* **Short problem**
Retype the records word for word, starting at the line that contains "Locate the charred" and ending at the final line of the records.

* **Items**
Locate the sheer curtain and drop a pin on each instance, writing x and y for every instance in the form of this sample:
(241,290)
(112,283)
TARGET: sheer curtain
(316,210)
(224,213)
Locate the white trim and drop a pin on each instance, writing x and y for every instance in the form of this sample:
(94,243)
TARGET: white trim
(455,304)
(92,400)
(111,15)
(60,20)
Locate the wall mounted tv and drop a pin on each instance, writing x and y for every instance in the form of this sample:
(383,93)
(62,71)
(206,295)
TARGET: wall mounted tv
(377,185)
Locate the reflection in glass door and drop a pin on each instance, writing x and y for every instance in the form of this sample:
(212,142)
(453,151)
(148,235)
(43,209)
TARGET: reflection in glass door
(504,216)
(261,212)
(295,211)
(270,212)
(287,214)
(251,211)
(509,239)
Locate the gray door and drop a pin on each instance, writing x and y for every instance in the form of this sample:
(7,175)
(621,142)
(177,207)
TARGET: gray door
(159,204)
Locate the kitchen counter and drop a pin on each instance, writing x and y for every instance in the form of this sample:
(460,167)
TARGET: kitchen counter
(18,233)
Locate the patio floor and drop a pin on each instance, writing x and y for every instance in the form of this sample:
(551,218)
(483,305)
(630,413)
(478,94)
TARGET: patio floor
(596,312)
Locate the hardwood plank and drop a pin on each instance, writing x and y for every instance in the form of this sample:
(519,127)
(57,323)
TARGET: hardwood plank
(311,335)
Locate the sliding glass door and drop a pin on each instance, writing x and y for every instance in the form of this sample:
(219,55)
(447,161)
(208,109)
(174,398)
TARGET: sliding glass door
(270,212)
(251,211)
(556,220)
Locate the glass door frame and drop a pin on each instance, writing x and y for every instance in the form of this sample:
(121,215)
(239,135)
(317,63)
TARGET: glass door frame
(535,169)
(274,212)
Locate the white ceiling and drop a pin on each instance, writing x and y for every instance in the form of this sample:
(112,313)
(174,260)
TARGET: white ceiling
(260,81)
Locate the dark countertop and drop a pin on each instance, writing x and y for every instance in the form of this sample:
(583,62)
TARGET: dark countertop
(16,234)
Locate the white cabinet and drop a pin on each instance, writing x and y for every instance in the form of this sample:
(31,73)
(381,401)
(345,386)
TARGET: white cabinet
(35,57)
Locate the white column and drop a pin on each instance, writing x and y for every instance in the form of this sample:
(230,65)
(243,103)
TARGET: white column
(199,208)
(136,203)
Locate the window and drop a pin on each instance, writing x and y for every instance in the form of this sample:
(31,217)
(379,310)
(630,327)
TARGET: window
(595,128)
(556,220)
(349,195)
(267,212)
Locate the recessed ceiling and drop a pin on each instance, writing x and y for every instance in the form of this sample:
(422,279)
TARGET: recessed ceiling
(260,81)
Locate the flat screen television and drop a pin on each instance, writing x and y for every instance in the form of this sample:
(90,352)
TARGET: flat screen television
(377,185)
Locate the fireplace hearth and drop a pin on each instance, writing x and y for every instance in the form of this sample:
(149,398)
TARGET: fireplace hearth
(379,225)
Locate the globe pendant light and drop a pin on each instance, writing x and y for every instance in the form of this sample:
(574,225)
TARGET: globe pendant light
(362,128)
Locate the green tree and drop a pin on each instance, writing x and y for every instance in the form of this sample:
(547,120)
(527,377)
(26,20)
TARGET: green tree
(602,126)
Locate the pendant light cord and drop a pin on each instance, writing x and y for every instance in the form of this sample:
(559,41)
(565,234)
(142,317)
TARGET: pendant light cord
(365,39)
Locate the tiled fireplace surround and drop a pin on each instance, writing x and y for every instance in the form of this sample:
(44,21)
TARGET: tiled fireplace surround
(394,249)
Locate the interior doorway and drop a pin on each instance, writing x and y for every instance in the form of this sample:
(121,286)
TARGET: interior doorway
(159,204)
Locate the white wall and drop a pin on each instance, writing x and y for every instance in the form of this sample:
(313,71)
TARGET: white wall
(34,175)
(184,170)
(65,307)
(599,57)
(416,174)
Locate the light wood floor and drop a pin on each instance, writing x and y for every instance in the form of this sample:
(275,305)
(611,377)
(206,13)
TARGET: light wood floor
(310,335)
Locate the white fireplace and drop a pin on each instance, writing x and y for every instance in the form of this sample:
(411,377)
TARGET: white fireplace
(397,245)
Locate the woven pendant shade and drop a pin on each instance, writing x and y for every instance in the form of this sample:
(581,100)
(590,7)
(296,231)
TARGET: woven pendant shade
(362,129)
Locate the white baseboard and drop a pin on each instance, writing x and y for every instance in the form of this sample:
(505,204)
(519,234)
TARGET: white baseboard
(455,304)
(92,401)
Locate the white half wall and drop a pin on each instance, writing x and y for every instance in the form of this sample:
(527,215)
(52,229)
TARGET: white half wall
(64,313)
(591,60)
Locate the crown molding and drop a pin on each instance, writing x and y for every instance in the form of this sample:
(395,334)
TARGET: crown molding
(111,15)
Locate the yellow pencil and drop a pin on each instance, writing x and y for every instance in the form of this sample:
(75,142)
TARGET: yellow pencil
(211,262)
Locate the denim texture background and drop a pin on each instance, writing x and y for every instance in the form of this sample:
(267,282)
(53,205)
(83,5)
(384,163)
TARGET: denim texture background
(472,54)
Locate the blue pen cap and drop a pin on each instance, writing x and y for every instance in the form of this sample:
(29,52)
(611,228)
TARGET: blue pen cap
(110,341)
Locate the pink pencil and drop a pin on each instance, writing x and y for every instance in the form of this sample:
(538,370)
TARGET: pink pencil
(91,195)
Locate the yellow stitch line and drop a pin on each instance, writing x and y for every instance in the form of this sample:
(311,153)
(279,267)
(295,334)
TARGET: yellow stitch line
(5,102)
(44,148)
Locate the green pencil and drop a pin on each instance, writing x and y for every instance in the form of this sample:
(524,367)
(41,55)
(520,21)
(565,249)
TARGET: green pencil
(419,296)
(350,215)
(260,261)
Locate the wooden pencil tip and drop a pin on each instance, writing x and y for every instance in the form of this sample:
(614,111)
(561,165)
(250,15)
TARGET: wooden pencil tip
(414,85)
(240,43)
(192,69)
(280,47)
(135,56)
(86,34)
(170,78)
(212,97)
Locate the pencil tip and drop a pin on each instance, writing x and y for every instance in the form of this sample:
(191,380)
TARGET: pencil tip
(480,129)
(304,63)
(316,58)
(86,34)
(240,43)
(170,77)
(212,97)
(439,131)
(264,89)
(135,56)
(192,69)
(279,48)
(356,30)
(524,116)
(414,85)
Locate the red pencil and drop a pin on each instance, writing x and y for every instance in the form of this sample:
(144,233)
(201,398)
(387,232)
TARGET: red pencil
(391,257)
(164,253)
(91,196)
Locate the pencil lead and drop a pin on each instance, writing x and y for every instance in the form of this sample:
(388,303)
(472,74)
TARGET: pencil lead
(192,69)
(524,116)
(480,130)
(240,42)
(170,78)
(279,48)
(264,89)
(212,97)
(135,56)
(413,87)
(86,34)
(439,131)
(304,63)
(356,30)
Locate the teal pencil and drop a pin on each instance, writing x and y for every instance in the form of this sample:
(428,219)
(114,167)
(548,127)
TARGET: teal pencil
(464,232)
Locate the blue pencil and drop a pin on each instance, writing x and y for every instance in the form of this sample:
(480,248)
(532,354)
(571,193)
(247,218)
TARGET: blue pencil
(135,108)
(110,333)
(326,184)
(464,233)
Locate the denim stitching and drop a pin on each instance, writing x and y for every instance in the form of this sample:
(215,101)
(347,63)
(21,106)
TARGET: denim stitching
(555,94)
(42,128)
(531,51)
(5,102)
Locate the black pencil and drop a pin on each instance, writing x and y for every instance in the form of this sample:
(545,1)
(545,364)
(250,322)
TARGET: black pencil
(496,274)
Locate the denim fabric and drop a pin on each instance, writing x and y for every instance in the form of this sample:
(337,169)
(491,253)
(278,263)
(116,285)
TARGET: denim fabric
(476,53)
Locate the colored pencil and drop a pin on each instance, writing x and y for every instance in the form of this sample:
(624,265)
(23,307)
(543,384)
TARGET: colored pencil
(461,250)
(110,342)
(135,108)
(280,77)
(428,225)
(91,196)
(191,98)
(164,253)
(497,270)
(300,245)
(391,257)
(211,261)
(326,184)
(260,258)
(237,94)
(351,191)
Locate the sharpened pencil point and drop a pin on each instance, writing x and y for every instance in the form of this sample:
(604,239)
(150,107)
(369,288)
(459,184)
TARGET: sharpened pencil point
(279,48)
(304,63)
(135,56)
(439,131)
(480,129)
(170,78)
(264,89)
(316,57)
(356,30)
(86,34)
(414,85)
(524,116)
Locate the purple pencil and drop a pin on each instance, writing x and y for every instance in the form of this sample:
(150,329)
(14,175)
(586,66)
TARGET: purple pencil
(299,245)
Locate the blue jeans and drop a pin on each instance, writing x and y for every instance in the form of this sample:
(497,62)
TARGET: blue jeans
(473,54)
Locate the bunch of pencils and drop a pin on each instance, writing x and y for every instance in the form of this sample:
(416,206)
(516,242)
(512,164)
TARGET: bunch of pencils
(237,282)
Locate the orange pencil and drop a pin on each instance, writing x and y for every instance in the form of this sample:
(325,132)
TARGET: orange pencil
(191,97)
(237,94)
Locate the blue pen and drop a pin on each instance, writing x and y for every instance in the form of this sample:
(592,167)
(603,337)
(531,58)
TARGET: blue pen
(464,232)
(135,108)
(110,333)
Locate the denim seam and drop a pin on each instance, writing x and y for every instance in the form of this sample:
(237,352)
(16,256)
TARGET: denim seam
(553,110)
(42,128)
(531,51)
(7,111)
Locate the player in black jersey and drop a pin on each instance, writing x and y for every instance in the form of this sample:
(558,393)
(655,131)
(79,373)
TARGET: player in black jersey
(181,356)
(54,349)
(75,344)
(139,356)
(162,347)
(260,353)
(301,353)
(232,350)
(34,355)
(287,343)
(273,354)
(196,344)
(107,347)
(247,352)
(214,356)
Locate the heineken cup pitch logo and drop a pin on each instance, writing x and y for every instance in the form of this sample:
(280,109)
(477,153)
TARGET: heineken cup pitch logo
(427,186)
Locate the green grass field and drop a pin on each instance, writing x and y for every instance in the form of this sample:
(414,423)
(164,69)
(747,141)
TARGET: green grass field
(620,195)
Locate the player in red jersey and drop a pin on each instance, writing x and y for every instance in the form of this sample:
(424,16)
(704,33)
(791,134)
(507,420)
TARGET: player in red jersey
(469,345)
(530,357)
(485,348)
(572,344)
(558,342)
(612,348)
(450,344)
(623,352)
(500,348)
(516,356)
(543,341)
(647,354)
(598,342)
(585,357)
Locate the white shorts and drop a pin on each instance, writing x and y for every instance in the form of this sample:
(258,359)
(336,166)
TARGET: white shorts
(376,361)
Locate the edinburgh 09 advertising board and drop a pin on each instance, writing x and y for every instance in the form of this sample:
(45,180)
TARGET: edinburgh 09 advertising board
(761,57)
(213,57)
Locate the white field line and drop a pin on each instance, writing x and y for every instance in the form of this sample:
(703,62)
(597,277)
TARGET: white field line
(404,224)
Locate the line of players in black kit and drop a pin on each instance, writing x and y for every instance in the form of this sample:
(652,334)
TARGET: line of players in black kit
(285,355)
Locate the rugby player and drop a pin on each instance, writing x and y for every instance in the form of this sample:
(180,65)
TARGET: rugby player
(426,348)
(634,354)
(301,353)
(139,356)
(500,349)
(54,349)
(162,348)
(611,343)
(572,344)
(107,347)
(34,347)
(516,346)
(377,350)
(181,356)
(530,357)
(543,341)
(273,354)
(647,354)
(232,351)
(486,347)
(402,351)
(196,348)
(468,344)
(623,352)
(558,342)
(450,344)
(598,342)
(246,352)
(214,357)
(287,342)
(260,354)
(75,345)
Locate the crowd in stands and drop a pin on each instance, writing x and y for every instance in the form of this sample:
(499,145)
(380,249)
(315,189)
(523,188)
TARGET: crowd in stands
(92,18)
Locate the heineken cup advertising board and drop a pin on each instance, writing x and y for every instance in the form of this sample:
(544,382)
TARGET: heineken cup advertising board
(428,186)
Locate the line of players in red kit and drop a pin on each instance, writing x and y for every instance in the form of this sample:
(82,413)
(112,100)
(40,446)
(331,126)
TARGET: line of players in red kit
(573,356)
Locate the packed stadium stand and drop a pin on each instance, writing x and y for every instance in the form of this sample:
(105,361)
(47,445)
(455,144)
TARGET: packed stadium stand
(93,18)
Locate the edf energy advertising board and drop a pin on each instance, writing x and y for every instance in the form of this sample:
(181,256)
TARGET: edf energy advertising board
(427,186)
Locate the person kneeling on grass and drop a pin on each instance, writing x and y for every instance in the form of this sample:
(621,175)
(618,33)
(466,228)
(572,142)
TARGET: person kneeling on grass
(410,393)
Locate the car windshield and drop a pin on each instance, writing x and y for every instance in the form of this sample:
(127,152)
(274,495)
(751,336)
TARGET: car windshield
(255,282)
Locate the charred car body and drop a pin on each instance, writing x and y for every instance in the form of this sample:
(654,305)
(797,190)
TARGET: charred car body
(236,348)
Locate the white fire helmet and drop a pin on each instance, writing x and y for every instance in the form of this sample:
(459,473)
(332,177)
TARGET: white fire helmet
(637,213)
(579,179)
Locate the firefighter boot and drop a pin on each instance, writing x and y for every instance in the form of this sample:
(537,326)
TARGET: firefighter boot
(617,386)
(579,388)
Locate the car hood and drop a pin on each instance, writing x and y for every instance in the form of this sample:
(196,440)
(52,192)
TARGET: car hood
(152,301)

* **Answer to the exercise**
Locate the charred car body and drop a pin on each instance, writing x and y for every instance in the form of this sample:
(654,305)
(797,190)
TARGET: charred car body
(236,348)
Locate the white fire helmet and drop a pin on each instance, writing x and y for every instance in the form of this sample:
(459,473)
(332,177)
TARGET: white fire helmet
(637,213)
(579,179)
Locate the firefighter boot and drop a pin on each instance, writing x and y for every instance in the form of this sample:
(537,326)
TARGET: firefighter boot
(617,386)
(579,388)
Locate the car hood and drop a pin on each instance, writing x and y for every instance in the form of this sample:
(196,440)
(52,192)
TARGET: car hood
(152,301)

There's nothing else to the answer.